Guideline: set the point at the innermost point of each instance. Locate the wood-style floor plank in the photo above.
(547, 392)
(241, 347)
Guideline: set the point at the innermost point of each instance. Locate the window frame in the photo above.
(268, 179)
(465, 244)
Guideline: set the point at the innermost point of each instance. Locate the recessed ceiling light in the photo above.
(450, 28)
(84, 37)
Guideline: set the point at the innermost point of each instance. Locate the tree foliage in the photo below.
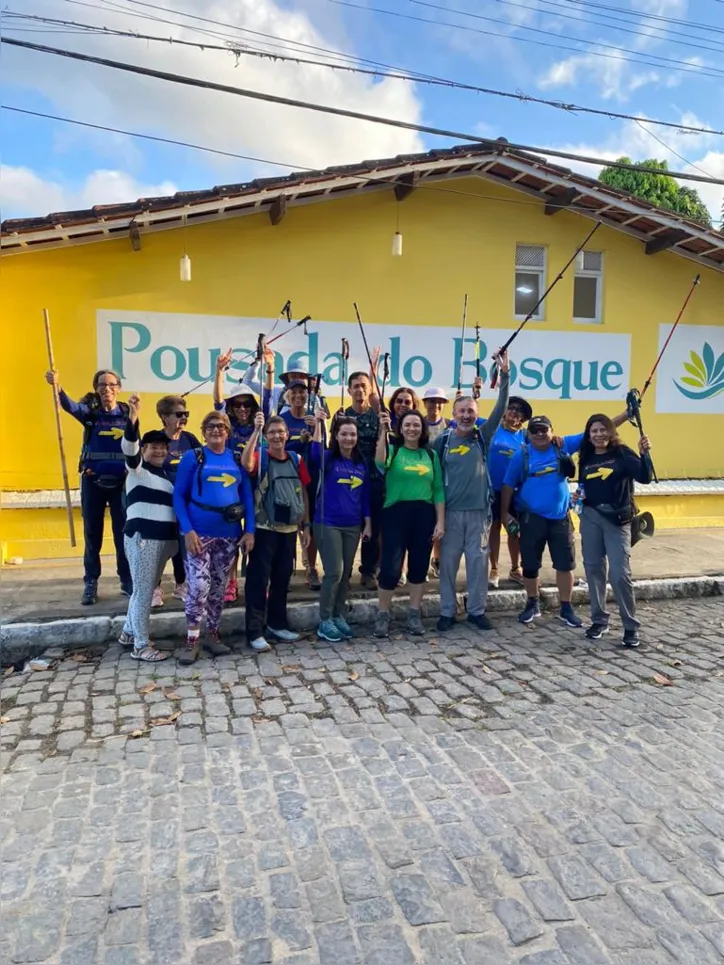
(659, 189)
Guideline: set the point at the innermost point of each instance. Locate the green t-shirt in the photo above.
(412, 474)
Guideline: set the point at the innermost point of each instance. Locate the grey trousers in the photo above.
(337, 546)
(606, 551)
(466, 532)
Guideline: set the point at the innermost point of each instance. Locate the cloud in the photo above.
(231, 123)
(24, 192)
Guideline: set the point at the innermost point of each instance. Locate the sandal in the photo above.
(148, 654)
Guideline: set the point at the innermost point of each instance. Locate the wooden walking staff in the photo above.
(59, 429)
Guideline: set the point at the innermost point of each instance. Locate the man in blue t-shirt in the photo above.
(538, 475)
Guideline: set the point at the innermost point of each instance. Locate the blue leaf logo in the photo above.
(705, 375)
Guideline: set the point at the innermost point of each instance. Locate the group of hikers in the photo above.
(417, 491)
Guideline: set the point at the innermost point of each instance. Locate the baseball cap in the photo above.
(435, 393)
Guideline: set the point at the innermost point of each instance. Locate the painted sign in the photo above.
(165, 353)
(690, 377)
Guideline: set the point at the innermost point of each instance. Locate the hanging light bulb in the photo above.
(185, 268)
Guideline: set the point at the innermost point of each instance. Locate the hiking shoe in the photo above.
(480, 621)
(532, 610)
(569, 616)
(344, 628)
(260, 645)
(327, 630)
(381, 628)
(288, 636)
(90, 594)
(631, 638)
(596, 631)
(414, 623)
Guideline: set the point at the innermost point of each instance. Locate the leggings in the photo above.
(146, 558)
(206, 576)
(337, 546)
(406, 527)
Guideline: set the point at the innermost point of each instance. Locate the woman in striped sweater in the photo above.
(150, 533)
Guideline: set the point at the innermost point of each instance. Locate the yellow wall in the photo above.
(324, 256)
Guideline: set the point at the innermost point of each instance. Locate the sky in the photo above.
(660, 59)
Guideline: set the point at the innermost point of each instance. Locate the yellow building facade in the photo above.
(111, 305)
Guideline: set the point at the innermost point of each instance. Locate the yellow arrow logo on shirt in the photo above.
(603, 472)
(353, 482)
(226, 478)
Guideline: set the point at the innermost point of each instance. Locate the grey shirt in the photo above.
(465, 473)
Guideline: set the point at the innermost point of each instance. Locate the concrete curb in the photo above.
(18, 641)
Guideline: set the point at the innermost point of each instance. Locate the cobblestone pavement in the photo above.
(517, 796)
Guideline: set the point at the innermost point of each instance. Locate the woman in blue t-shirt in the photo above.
(506, 441)
(211, 497)
(343, 505)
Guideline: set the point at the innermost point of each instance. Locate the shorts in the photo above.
(495, 507)
(537, 532)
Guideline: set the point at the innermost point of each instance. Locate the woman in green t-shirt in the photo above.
(413, 515)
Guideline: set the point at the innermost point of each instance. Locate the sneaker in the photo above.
(596, 631)
(260, 645)
(344, 628)
(480, 621)
(368, 581)
(381, 628)
(631, 638)
(532, 610)
(414, 623)
(569, 616)
(288, 636)
(90, 594)
(327, 630)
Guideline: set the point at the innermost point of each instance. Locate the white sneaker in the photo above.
(288, 636)
(260, 645)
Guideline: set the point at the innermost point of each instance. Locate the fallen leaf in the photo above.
(159, 722)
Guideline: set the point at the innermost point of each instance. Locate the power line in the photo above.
(393, 73)
(284, 164)
(486, 143)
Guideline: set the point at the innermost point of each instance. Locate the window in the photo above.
(587, 287)
(530, 277)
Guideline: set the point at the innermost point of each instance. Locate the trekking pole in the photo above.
(59, 430)
(546, 293)
(462, 345)
(476, 390)
(647, 383)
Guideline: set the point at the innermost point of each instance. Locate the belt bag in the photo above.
(620, 515)
(232, 513)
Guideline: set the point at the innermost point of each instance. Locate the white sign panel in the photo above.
(167, 353)
(690, 377)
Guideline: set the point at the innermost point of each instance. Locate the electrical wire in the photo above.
(394, 73)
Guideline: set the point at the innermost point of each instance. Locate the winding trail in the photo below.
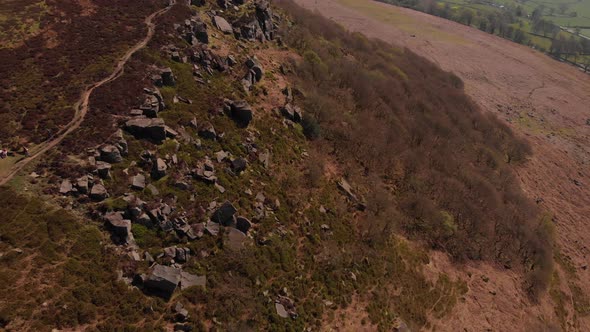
(82, 104)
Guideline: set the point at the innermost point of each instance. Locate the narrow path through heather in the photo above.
(82, 104)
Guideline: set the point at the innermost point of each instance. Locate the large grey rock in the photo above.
(243, 224)
(264, 16)
(225, 214)
(292, 113)
(235, 239)
(98, 192)
(65, 187)
(82, 184)
(110, 154)
(117, 224)
(206, 130)
(159, 168)
(212, 228)
(190, 280)
(239, 165)
(168, 78)
(281, 310)
(347, 189)
(138, 182)
(222, 24)
(163, 280)
(153, 129)
(152, 104)
(103, 168)
(181, 312)
(241, 112)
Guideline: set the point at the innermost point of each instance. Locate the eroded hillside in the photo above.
(257, 167)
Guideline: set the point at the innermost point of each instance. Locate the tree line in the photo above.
(509, 23)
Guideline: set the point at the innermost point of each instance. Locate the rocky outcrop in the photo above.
(222, 24)
(98, 192)
(188, 280)
(194, 30)
(240, 111)
(224, 215)
(66, 187)
(110, 154)
(254, 74)
(243, 224)
(292, 113)
(138, 182)
(153, 103)
(239, 165)
(103, 169)
(168, 78)
(152, 129)
(119, 226)
(265, 16)
(163, 280)
(207, 131)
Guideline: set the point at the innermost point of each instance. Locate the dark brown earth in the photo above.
(539, 98)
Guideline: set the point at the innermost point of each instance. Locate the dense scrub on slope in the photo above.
(430, 164)
(434, 165)
(56, 273)
(43, 77)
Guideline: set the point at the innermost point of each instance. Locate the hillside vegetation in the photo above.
(427, 171)
(438, 168)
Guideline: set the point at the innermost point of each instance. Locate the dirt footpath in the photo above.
(546, 101)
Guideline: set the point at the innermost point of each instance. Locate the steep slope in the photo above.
(542, 100)
(261, 168)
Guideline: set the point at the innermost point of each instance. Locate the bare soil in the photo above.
(539, 98)
(81, 107)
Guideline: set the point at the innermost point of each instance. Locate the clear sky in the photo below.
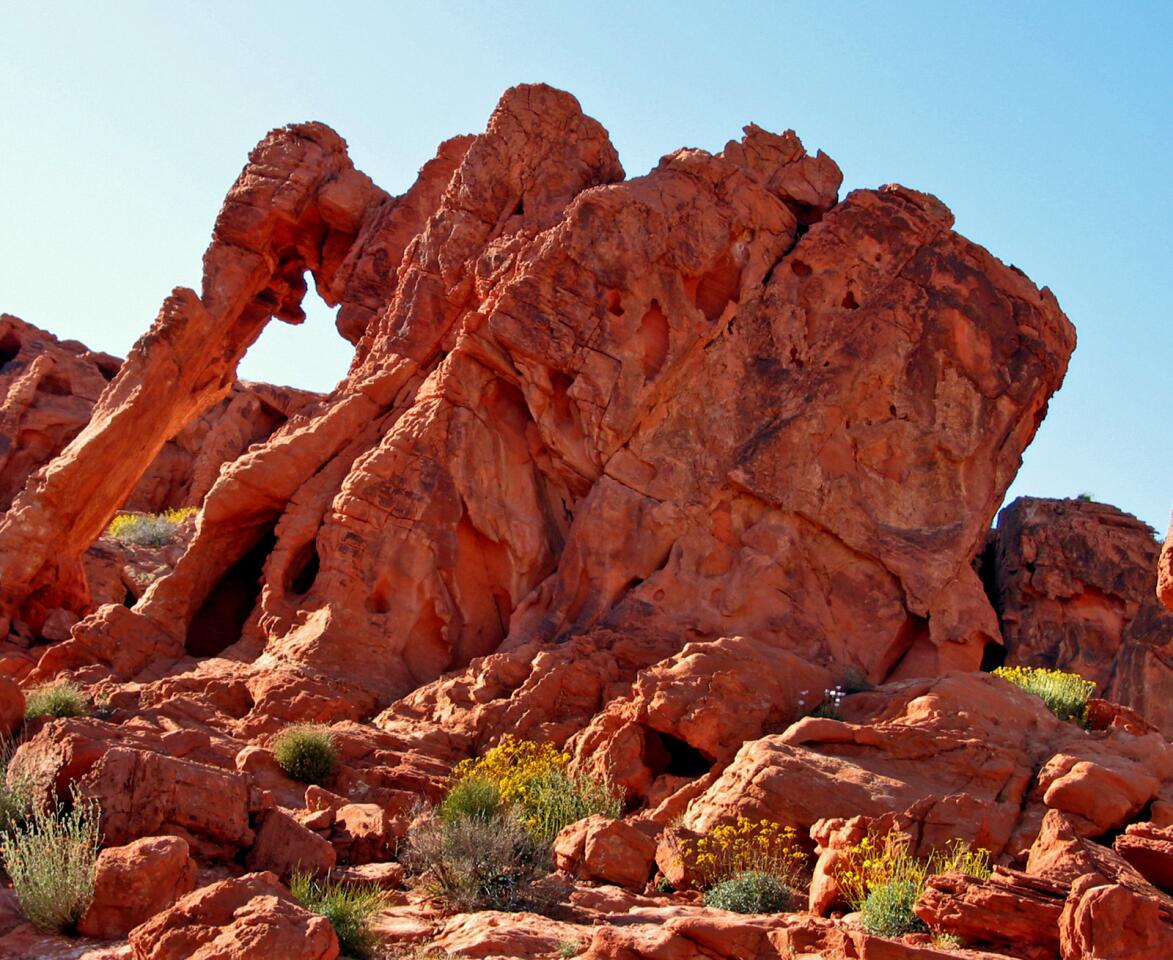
(1048, 128)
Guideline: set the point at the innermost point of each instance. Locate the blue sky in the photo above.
(1046, 127)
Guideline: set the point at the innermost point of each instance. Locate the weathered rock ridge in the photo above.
(702, 403)
(639, 466)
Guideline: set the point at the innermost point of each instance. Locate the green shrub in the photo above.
(1064, 694)
(887, 910)
(148, 529)
(51, 858)
(470, 798)
(350, 908)
(555, 799)
(306, 752)
(882, 880)
(751, 892)
(477, 864)
(55, 700)
(531, 779)
(15, 797)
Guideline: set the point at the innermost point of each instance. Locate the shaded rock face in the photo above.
(703, 403)
(1073, 585)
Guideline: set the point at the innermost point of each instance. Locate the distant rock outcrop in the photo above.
(1072, 582)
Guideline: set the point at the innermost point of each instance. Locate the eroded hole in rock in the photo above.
(54, 385)
(309, 356)
(9, 347)
(221, 619)
(665, 754)
(303, 570)
(718, 288)
(653, 339)
(994, 655)
(108, 369)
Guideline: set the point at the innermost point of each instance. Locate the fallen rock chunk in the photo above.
(143, 793)
(364, 833)
(285, 846)
(1010, 908)
(611, 851)
(135, 881)
(246, 918)
(1113, 923)
(1150, 850)
(521, 935)
(12, 707)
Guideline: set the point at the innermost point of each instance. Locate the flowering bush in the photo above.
(531, 779)
(746, 846)
(148, 529)
(1064, 694)
(883, 880)
(751, 892)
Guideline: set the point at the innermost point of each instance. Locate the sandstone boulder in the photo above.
(284, 846)
(975, 756)
(239, 919)
(1110, 921)
(12, 707)
(135, 881)
(610, 851)
(142, 793)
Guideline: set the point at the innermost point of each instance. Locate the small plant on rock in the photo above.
(746, 846)
(148, 529)
(51, 858)
(752, 891)
(15, 793)
(350, 908)
(55, 700)
(306, 752)
(1064, 694)
(477, 863)
(533, 779)
(883, 880)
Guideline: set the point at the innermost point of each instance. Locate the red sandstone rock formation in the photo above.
(1072, 582)
(639, 466)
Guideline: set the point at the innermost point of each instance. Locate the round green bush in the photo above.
(55, 700)
(470, 798)
(306, 752)
(750, 892)
(888, 910)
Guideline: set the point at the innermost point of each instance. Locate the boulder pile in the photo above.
(691, 474)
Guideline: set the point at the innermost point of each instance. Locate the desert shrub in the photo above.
(477, 863)
(15, 796)
(470, 798)
(51, 858)
(752, 891)
(1064, 694)
(306, 752)
(533, 781)
(350, 908)
(746, 846)
(882, 880)
(887, 911)
(55, 700)
(148, 529)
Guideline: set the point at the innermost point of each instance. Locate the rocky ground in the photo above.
(639, 467)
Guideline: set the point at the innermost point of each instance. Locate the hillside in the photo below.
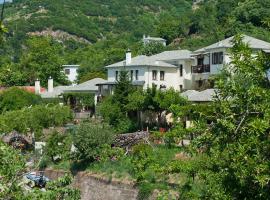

=====

Collect every line of the records that contains the word "eroded", copying each such line in full.

Guideline: set the point at the innermost point of each instance. Locate the eroded hillside in the photo above.
Guideline: set the point at the innermost point of each instance. Locate the eroded hole in rock in the photo above.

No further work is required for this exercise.